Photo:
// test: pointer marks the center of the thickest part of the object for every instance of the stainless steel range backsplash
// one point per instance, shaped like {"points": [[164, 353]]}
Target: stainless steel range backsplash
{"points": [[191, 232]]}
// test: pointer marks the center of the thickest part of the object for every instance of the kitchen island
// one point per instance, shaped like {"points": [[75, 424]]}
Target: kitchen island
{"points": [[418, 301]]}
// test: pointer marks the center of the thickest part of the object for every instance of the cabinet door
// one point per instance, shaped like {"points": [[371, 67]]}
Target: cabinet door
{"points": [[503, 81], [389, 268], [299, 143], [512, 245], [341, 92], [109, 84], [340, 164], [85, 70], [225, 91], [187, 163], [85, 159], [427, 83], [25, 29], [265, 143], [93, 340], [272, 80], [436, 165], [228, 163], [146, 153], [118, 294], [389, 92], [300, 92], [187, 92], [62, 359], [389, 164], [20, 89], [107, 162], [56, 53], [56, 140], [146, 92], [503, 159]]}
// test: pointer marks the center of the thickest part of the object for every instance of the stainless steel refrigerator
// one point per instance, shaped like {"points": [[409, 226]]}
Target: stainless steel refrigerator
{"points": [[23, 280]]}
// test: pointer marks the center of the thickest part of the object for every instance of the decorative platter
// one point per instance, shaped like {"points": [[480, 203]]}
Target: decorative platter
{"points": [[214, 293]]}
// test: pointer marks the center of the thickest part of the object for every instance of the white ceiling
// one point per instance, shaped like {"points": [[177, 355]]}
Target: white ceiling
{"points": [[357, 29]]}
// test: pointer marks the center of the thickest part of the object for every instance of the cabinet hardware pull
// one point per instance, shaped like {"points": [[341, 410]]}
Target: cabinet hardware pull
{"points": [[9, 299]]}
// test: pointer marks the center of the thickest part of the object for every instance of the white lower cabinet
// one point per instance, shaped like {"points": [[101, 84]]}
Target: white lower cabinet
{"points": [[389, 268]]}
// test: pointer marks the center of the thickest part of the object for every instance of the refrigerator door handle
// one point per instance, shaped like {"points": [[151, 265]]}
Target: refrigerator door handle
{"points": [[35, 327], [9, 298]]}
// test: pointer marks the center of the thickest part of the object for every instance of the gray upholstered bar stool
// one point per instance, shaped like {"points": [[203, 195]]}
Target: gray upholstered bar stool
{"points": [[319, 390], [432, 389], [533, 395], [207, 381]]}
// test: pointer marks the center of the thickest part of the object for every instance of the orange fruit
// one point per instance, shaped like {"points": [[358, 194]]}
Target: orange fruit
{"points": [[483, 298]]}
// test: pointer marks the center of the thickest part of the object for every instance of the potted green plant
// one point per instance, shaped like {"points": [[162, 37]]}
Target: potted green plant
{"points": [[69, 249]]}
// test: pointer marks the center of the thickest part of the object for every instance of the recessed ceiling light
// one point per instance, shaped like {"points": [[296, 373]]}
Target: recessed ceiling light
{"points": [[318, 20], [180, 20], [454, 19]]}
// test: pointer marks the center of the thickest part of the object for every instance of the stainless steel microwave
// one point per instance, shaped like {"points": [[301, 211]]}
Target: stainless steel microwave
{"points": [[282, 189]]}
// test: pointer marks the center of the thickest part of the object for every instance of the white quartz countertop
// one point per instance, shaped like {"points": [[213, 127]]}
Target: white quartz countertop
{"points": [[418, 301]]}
++++++++++
▶ [What is required] Can you copy, word for word, the stretch of the listing above from the line containing "the white quartz countertop" through the end of the listing?

▶ [Solution to this task]
// test: pointer marks the center of the thickest part of the object for every instance of the white quartz countertop
// one point per instance, shaped like {"points": [[213, 127]]}
Target: white quartz countertop
{"points": [[418, 301]]}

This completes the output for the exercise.